* **提供された抜粋**
————
環境と持続性を考える -4-:国外の情勢 (3) 「地球環境サミット」から「ミレニアム開発目標」「持続可能な開発に関するヨハネスブルグ宣言」

 ここまで見てきたように世界では様々な環境問題が起こっていたが,それらに対応するための国際的なルールの主要なもののいくつかは1990年前後に取り決められた。例えばフロンガス規制がある(*1)。また,1980年代から欧州で発生した廃棄物がアフリカ諸国に輸送されて環境汚染が生じ拡大したことから,OECDとUNEPによって1989年にスイスで「バーゼル条約」(*2)が提出され,1992年に発効した。海に流出した原油が生態系に及ぼす影響は長年問題となっていたことについては,タンカーからの度重なる油流出事故を教訓に,1992年,「マルポール条約」(*3)が改正されタンカーの船体強化が義務付けられた。

1989年,冷戦終結と経済基調の変質

 こうした協調行動に作用したであろう心理的要因として,1989年,ベルリンの壁が崩壊して米ソ冷戦が終結に向かったことがあげられる。大国間の緊張が解け,世界が一つにまとまっていくという新世界秩序への期待が人々に希望を与えた。東西ドイツの壁が取り払われた高揚感は国際社会に協調体制への期待に波及し,そのことで悪化を危惧されていた地球環境問題の解決に向けて国家が合意形成するためのテーブルに向かい合うことにつながったと考えられる。

 一方で,冷戦が終わることでもう一つの大きな流れが生じた。「経済的豊かさを求めることが,"イデオロギーの違いに関係なく",世界で共通する目的になった」ことである。このことは,それまで抑制されていた物質的豊かさへの希求から,あらゆる国家が経済成長に向かい,自然資本の過度な利用やプラスチックに代表される消費型経済が拡大することを意味する。

1992年,環境と開発に関する国際連合会議「地球環境サミット」

 そうした中で,1992年,ブラジルのリオ・デ・ジャネイロで「環境と開発に関する国際連合会議(いわゆる,地球環境サミット)」が開催された。「国連人間環境会議(1972年開催)」から20年の節目に「環境と開発に関する世界委員会(WCED:通称,ブルントラント委員会)」の報告を受けたものである。この時,国家が環境に取り組む際の基本的な方向性が決まった。「持続可能性」という統一的な流れが明確に国際社会におけるメインストリームになったのである。
————
データ行:
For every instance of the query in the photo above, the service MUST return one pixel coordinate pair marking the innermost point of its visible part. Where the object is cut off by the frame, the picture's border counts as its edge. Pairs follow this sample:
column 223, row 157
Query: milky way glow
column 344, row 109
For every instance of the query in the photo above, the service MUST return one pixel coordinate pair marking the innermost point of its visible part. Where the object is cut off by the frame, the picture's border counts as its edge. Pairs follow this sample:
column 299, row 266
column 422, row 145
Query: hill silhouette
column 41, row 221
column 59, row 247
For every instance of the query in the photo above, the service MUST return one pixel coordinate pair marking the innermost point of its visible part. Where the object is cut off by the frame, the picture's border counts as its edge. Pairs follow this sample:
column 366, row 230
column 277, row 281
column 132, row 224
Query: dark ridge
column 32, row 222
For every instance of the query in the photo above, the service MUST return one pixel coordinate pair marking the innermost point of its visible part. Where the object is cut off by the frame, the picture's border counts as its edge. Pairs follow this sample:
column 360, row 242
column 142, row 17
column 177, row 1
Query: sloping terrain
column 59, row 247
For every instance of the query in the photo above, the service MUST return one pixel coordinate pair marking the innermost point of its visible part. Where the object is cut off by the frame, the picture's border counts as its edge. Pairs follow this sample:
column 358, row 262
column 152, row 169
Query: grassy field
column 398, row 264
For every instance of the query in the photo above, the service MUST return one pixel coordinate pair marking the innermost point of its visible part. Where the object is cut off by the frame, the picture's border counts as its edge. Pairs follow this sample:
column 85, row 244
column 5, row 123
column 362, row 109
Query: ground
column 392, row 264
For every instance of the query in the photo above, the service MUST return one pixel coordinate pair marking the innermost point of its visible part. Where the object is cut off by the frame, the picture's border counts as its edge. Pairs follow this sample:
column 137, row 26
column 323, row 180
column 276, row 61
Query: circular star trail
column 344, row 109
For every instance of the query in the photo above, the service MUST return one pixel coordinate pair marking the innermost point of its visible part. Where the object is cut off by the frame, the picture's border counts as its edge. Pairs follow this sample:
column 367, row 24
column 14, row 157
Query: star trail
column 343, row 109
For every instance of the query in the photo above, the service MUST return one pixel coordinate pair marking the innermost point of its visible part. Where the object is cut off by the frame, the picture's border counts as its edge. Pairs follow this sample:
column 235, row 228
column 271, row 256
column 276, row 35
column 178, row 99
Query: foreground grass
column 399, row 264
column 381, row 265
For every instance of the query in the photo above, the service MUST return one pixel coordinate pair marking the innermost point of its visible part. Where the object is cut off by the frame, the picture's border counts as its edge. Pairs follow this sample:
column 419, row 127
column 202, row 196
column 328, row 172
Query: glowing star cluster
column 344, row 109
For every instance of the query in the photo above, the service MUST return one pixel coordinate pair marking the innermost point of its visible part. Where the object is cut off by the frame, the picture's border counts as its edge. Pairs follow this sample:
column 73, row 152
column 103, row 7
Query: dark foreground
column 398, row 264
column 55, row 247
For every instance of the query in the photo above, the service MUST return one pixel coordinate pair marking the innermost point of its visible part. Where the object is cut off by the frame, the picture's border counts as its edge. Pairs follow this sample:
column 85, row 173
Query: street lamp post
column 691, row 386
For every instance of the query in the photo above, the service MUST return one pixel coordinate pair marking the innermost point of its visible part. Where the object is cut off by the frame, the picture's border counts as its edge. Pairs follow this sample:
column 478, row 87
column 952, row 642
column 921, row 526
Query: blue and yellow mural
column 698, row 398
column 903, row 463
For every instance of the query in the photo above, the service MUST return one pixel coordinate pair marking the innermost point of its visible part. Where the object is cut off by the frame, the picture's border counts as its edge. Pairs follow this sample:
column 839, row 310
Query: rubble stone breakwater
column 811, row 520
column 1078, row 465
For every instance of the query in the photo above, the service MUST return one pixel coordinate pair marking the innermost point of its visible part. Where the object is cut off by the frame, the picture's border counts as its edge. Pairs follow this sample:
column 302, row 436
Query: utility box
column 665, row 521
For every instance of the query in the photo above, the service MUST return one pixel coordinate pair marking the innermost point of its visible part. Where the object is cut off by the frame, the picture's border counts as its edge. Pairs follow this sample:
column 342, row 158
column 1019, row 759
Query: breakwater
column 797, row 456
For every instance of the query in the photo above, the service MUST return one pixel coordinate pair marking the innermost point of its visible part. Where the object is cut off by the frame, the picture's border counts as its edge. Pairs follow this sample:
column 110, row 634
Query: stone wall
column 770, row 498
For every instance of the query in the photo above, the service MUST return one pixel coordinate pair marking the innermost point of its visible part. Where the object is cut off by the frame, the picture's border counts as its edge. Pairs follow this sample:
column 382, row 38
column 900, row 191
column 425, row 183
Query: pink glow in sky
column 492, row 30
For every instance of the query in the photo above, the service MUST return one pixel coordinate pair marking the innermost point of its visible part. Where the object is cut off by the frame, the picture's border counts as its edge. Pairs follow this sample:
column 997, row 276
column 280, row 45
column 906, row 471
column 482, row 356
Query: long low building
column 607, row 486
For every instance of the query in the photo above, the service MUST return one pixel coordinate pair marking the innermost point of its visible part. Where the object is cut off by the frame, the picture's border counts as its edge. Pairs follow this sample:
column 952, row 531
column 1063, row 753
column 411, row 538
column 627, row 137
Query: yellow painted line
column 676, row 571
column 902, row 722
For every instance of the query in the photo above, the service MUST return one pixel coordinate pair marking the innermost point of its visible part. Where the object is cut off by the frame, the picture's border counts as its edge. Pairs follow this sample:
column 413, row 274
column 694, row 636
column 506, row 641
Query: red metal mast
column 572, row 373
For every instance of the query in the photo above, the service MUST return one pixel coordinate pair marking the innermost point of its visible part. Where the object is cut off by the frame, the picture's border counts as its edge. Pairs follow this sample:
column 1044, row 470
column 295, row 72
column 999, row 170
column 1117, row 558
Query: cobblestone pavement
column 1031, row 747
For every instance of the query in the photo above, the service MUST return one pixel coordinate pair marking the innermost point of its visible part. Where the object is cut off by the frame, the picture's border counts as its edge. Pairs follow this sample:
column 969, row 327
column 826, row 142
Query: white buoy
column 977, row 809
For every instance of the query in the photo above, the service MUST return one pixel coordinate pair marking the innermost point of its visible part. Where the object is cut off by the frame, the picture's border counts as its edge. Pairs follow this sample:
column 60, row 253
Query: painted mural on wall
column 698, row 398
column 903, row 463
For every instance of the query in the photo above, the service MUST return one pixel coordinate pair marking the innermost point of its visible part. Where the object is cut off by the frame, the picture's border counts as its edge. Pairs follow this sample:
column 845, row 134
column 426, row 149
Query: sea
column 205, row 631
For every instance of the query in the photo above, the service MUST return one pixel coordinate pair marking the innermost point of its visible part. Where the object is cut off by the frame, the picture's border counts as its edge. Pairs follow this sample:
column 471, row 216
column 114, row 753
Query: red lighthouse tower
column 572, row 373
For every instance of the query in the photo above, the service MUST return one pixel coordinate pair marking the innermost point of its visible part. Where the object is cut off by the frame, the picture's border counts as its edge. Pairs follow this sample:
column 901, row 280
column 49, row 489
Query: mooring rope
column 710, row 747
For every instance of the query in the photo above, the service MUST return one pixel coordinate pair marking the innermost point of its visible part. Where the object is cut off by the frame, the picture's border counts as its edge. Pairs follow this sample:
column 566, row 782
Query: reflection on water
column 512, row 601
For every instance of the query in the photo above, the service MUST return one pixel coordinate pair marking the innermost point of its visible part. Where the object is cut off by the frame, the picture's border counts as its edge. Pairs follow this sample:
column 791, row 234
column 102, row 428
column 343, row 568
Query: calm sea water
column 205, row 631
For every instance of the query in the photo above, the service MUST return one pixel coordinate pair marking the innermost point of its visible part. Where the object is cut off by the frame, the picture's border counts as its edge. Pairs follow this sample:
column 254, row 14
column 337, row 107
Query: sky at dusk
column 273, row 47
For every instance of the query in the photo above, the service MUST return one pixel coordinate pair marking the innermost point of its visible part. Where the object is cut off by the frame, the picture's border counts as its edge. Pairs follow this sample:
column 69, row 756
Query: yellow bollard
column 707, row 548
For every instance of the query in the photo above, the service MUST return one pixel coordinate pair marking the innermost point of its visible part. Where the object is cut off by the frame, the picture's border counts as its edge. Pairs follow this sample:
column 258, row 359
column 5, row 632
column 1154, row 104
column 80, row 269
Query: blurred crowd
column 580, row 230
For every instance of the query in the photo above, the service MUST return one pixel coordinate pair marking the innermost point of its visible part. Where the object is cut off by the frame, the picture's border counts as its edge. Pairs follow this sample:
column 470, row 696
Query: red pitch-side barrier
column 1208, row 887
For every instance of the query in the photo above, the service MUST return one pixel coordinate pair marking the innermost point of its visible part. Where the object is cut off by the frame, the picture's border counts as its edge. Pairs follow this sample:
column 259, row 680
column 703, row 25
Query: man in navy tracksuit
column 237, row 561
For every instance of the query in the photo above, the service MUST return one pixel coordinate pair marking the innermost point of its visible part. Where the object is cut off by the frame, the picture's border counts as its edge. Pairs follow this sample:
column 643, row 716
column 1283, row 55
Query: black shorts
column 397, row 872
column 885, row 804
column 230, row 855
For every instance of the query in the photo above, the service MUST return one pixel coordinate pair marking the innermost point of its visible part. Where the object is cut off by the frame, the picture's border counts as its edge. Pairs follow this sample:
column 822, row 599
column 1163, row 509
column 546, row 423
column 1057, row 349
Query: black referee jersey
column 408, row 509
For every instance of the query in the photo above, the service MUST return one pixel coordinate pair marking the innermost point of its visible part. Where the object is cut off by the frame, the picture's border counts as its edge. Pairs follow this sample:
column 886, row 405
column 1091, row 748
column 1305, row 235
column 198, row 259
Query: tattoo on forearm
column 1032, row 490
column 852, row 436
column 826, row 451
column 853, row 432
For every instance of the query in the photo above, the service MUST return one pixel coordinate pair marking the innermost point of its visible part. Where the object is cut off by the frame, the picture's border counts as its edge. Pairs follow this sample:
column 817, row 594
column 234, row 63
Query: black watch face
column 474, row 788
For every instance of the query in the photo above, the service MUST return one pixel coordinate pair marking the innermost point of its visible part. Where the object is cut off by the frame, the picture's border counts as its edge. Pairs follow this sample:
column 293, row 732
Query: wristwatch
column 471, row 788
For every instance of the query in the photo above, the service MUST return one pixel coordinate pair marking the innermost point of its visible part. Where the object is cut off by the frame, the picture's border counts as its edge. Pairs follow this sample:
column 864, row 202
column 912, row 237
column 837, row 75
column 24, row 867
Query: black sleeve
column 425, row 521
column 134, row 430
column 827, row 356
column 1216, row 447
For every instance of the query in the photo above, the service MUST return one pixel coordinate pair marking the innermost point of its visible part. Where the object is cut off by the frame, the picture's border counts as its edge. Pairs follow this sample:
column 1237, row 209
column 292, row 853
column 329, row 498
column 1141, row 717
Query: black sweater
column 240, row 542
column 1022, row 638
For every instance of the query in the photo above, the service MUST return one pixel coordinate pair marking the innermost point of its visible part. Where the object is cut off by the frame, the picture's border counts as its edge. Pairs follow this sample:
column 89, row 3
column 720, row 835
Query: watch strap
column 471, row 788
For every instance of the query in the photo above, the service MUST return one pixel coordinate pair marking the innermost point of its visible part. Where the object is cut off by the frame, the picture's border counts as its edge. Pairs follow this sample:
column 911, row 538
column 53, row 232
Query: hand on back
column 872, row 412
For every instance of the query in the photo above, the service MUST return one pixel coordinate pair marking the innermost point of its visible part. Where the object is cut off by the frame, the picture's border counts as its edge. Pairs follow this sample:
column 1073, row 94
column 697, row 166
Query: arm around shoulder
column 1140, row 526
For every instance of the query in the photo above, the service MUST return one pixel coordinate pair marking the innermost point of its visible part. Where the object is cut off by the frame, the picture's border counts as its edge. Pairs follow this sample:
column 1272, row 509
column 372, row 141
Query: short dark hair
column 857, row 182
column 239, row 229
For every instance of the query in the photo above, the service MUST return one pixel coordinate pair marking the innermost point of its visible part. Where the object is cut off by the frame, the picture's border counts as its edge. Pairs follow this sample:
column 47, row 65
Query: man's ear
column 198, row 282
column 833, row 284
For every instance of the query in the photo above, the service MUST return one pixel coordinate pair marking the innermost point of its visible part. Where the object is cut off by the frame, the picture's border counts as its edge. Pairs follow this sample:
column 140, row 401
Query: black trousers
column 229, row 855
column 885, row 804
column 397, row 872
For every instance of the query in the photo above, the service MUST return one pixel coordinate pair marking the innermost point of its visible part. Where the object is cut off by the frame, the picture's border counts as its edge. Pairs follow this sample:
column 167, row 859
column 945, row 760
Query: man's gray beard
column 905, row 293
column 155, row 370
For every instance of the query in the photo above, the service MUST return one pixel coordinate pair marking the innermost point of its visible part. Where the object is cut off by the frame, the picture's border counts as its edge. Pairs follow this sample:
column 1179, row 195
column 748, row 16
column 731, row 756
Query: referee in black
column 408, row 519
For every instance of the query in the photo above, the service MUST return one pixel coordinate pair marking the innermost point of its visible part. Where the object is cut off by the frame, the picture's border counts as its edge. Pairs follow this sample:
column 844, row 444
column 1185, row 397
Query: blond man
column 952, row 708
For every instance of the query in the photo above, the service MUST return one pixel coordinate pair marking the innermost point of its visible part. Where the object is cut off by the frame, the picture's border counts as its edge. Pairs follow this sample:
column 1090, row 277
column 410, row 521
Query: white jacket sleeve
————
* **やること**
環境と持続性についての文章の続きを、最後の文のあとから書き上げてください。 一覧は使わなくてかまいません。

* **記述回答**
 会議には国連に加盟しているほぼすべての約180カ国が参加し,100カ国余の元首または首相が参加するという大規模な会議であった(日本は代表団を派遣したが,宮澤喜一首相は参加しなかった)。また,国連の会議というと,一般に開かれた印象ではないが,この会議では,環境技術に関する博覧会や,NGO(非政府組織)など,自治体や市民団体など多様の利害関係者による様々な催しがいろいろな形で大規模に開催されたこともこのサミットの特徴とされている。

 会議では,経済開発が途上であり貧困にあえぐ開発途上国が環境問題に取り組むことは難しいこと,環境問題を最初に引き起こし,拡大させたのは先進国であることから,途上国における開発の権利や技術移転,貧困の撲滅にむけた適切な資金分配などが主張され,先進国との間で考え方に大きな隔たりがあった。議論は紛糾し,それぞれの国家の主張は鋭く対立したが,一方で,環境問題は個別にあるのではなく,必ずどこかで繋がっていて,開発と切り離せないこと,また貧困が開発圧となっていることは,すでに1987年の「我ら共有の未来」(*4)での確認事項(第1章「未来への脅威」)であった。こうしたこれまでの議論の積重ねが多くの重要な成果につながったと考えられる。すなわち,「環境と開発に関するリオ宣言(以下,リオ宣言)」,「アジェンダ21(持続可能な開発のための人類の行動計画)」,「気候変動枠組条約」,「生物多様性保全条約」,「森林原則声明」がそれである(*5)

環境と開発に関するリオ宣言「共通だが差異のある責任」

 リオ宣言は,国際社会が協調して持続可能な開発を実現するための原則であり,1972年の「人間環境宣言」(*6)を拡張して27の原則を定めている。いずれも重要な原則であるが,特記すると,まず第3原則に,将来世代の開発や環境上のニーズにおける公平性の担保が挙げられている。すなわち将来世代への開発余地を残すことに言及している。第8原則で浪費を減らし適切な人口政策を推進するといった生活様式の再考を促し,第11原則では国家ごとに環境法の制定を求めている。そして最も大切な点は,第7原則の,地球の生態系の健全性,保全や修復などに関して,「各国は共通だが差異のある責任を有する」とした点である。

 繰り返しになるが,環境の悪化のきっかけは経済活動の先行する先進国にあり,開発途上国は被害者なのだから,全責任は先進国が負うべきという考えが開発途上国側にはあった。しかし,地球の環境悪化に関して責任を押し付け合っているうちに,状況はますます悪化することは明らかで,先進国はこれまでの経済活動に関して事実は事実と認め責任を持つ一方で,開発途上国も持続可能な開発を実現しつつ環境保全に責任を持つ,つまり「共通だが差異のある責任」をそれぞれに果たすことで合意した。

 リオ宣言を実現するために行動計画「アジェンダ21」が取りまとめられた。アジェンダ21では,大気保全,森林,砂漠化,生物多様性,海洋保護,廃棄物対策などに具体的プログラムを示し,実施のための資金,技術移転,国際機構,国際法の在り方等についても規定した。さらに国別の行動計画(ナショナル・アジェンダ21),地方自治体の行動計画(ローカル・アジェンダ21)の策定を促し,あらゆる主体に参加を呼びかけている。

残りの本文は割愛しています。